-- start ENTRIES SHOWN --

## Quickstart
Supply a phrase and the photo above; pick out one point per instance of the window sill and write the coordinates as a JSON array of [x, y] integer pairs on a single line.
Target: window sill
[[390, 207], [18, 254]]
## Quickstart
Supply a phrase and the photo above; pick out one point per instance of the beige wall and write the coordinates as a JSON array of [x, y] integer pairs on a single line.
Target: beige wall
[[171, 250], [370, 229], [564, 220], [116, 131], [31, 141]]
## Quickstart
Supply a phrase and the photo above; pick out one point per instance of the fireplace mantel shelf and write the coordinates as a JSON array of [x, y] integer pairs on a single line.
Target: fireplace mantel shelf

-- end ENTRIES SHOWN --

#### PROBLEM DESCRIPTION:
Find each line in the records above that contains the word 'single', and copy every such line in full.

#### WRITTEN ANSWER:
Supply a phrase and the photo above; pick out one point per instance of the window sill and write the coordinates as a JSON array of [x, y] integer pairs on a single line.
Supply a phrase and the photo above; pick out one point per instance of the beige wall and write the coordinates as a JSON array of [x, y] integer pairs on a single line.
Supply a phrase and the photo above; pick out one point per instance of the fireplace mantel shelf and write the coordinates as a JSON array of [x, y] integer pairs on a single line.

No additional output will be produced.